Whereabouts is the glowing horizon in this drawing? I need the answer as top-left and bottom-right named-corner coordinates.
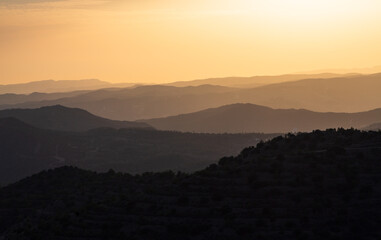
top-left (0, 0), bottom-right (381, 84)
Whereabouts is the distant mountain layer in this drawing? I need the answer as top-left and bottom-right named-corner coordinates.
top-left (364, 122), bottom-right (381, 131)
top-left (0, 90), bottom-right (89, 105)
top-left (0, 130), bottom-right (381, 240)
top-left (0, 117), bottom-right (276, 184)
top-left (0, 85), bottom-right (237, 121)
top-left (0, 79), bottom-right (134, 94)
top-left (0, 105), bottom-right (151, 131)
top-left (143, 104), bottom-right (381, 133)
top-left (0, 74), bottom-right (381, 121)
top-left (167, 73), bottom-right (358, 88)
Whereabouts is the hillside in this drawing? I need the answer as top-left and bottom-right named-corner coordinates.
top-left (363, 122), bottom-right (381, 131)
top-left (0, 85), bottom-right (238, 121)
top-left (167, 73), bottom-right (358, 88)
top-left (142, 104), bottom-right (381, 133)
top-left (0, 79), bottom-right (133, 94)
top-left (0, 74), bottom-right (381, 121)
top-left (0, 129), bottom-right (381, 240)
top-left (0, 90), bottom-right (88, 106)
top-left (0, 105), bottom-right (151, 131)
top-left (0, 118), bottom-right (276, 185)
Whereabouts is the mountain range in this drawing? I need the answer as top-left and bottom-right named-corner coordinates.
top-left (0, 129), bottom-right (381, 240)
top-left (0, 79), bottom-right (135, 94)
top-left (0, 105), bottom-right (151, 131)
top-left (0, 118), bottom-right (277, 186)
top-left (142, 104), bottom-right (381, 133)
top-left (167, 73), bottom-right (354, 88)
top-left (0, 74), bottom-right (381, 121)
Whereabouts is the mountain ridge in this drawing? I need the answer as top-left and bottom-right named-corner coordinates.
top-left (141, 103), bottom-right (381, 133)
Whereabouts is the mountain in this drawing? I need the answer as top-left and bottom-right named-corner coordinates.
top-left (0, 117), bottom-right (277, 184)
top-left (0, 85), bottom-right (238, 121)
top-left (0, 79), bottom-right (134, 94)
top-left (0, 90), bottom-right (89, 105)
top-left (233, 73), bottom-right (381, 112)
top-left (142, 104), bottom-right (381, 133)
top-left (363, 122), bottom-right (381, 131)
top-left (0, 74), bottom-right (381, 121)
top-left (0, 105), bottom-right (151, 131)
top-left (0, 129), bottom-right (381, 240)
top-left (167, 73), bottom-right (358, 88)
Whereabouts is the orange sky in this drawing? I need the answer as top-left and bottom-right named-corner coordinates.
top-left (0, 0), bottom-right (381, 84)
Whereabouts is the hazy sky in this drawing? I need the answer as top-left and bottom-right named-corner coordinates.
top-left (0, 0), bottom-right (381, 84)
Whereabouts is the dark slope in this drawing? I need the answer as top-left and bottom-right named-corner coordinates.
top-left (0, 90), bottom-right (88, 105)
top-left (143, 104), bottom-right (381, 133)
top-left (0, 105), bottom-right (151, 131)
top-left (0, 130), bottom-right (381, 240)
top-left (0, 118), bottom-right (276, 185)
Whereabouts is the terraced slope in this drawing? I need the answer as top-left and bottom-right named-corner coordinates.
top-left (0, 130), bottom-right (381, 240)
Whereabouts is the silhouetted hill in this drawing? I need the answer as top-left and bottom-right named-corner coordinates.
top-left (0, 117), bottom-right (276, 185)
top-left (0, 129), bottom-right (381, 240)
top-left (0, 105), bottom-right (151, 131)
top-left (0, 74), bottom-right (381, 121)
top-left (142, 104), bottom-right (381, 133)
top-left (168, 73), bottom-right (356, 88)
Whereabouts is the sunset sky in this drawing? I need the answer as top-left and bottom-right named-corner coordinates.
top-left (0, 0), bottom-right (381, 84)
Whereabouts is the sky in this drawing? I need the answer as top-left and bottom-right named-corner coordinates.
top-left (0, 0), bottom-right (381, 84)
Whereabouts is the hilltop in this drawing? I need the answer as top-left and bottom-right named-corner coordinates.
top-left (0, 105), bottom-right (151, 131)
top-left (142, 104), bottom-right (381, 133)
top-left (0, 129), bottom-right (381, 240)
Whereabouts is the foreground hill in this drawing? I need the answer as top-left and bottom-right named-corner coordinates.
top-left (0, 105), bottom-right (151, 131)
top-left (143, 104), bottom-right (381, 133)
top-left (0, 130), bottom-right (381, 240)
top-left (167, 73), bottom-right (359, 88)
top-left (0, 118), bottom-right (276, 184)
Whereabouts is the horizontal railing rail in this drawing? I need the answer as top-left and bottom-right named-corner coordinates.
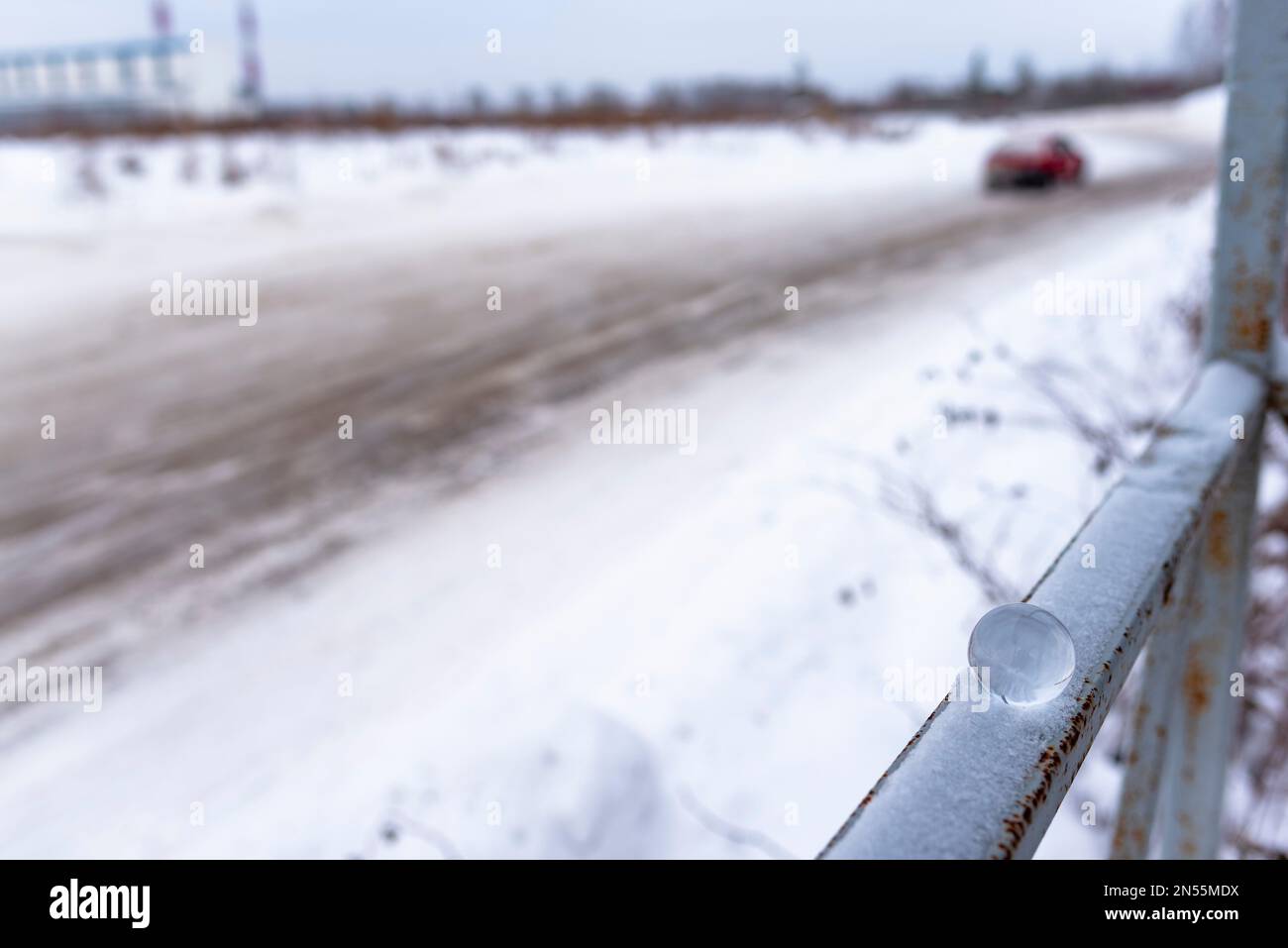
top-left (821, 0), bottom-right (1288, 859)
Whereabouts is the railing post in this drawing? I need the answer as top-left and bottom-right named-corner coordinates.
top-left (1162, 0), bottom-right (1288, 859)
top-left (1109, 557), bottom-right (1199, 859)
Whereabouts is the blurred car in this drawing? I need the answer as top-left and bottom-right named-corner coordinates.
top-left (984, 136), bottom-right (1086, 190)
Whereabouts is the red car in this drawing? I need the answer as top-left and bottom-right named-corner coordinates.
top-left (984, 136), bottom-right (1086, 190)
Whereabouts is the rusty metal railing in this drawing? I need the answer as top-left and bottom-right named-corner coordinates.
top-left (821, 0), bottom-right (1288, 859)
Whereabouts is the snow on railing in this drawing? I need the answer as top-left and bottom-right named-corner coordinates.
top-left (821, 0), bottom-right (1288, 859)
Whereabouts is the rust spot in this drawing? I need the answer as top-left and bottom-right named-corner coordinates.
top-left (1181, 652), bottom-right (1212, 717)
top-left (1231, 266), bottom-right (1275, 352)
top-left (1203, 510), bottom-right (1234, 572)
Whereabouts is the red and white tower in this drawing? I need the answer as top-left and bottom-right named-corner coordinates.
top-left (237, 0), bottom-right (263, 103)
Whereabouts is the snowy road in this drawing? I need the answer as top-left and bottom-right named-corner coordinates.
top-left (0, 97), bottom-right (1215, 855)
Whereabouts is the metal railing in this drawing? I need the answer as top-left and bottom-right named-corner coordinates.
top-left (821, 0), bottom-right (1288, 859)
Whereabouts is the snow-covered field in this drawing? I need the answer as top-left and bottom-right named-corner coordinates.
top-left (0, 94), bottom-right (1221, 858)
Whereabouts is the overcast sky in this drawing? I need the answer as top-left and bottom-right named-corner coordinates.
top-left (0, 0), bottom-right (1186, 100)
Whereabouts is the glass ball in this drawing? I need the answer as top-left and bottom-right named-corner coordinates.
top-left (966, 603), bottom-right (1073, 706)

────────────────────────────────────────

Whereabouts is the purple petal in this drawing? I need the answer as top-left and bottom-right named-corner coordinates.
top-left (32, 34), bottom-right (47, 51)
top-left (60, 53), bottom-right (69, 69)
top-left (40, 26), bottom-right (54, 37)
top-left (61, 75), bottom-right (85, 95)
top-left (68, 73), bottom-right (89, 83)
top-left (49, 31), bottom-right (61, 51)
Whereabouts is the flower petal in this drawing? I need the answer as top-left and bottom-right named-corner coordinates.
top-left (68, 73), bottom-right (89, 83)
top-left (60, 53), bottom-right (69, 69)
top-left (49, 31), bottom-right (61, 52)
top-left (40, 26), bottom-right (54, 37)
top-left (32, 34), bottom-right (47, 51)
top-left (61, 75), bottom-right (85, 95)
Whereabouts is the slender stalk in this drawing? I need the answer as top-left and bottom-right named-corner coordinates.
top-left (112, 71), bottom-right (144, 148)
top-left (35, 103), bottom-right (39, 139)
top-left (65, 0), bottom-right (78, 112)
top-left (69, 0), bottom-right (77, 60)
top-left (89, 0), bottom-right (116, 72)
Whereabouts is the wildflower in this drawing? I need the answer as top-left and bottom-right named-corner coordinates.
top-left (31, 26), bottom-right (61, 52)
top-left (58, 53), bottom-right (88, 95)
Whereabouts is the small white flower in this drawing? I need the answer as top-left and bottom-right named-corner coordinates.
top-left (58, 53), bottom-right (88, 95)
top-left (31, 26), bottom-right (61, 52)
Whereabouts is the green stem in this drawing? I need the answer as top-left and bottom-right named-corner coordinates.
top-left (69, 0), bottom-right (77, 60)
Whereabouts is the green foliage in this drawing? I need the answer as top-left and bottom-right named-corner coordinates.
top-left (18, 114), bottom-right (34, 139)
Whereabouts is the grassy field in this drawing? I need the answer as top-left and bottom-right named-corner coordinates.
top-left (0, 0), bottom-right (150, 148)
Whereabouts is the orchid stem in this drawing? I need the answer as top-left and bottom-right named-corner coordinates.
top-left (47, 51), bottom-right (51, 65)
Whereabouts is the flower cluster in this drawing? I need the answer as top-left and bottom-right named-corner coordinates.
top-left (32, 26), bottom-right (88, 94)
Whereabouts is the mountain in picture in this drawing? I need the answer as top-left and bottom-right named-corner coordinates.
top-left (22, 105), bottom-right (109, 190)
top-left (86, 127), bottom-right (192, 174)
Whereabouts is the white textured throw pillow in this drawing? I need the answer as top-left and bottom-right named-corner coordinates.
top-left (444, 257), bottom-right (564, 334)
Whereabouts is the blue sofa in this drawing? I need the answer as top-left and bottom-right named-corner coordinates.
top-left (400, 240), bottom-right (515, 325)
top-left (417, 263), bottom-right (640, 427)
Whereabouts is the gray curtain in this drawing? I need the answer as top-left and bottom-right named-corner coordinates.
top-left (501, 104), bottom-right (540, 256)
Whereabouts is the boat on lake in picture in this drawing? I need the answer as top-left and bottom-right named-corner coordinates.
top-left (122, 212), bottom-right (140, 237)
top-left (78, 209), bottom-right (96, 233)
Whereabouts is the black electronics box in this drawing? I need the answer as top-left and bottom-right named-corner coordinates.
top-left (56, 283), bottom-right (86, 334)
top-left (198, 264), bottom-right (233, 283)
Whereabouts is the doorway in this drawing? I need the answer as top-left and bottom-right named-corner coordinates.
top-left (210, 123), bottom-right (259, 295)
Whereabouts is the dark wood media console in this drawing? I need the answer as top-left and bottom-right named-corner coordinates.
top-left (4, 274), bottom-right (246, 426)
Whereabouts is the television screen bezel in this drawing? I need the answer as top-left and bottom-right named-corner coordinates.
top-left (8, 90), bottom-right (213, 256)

────────────────────────────────────────

**Exercise**
Can you put the records above into a Markdown table with the columns Row and Line, one numbered row per line and no blank lines, starting at the line that has "Whereabouts is the silhouetted" and stopping after the line that has "top-left (168, 73), bottom-right (356, 88)"?

**Answer to the problem**
| Row | Line |
|---|---|
| 1 | Whereabouts is the silhouetted hill in this drawing? I need the answer as top-left and bottom-right named-corner coordinates. |
| 2 | top-left (0, 117), bottom-right (276, 185) |
| 3 | top-left (0, 129), bottom-right (381, 240) |
| 4 | top-left (0, 105), bottom-right (151, 131) |
| 5 | top-left (0, 74), bottom-right (381, 121) |
| 6 | top-left (142, 104), bottom-right (381, 133) |
| 7 | top-left (168, 73), bottom-right (356, 88) |